Job :: Nothing in the records may be left out or altered; reproduce them all exactly.

Material for the task ::
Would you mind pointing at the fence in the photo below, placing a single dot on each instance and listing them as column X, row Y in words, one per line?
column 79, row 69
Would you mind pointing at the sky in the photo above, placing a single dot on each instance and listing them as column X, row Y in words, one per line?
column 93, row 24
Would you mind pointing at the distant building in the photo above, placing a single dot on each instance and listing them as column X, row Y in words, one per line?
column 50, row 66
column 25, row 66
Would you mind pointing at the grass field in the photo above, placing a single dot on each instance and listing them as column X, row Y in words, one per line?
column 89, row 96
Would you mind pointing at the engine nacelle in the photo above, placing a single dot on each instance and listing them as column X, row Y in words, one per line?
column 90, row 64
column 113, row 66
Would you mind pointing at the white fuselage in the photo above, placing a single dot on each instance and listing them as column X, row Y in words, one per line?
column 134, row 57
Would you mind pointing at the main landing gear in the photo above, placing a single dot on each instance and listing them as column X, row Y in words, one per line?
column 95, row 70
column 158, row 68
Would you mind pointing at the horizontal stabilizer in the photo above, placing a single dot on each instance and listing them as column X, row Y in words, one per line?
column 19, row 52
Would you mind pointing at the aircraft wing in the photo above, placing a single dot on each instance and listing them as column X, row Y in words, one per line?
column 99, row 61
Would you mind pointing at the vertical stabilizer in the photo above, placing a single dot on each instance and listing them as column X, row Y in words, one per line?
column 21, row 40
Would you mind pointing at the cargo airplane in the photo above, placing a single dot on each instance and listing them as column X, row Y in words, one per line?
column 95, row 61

Finished exercise ::
Would you mind pointing at the fence in the photo below, placing a single dot on each instance and listing them as column X, row Y in words, one per line?
column 79, row 69
Would you mind pointing at the sky in the photo above, placing a single dot on each instance and listing them as column X, row Y in words, one per line?
column 93, row 24
Would you mind pointing at the distant building in the photo above, placing a single dot on each instance and listing them as column X, row Y in words, one per line?
column 50, row 66
column 25, row 66
Would you mind pointing at the grass field in the photo above, placing a single dot on each instance and listing them as column X, row Y in words, one per line?
column 89, row 96
Would you mind pointing at the engine nacelle in the photo above, placing a single dot on each instance and listing them as column X, row Y in words, one per line?
column 90, row 64
column 113, row 66
Would you mind pointing at the white fuselage in the photo above, placing a single dot on each instance and listing them as column X, row Y in words, one per line?
column 134, row 57
Would you mind pointing at the main landing gear in the photo above, placing a single dot on each instance and listing them as column X, row Y in words, one per line?
column 95, row 70
column 158, row 68
Would you mind pointing at the horizontal stabilizer in the photo above, placing a single dot on each instance and listing them as column X, row Y in words, one per line?
column 19, row 52
Would you mind pointing at the aircraft wing in the photo above, placing a single dot on each instance and listing them as column X, row Y in words, one per line?
column 99, row 61
Would you mind pointing at the vertical stabilizer in the photo above, placing a single dot on each instance and listing them as column X, row Y in words, one per line?
column 21, row 40
Would you mind pointing at the cargo airplane in the photo above, placing a single dot on each instance and listing them as column X, row Y in words, one per line?
column 95, row 61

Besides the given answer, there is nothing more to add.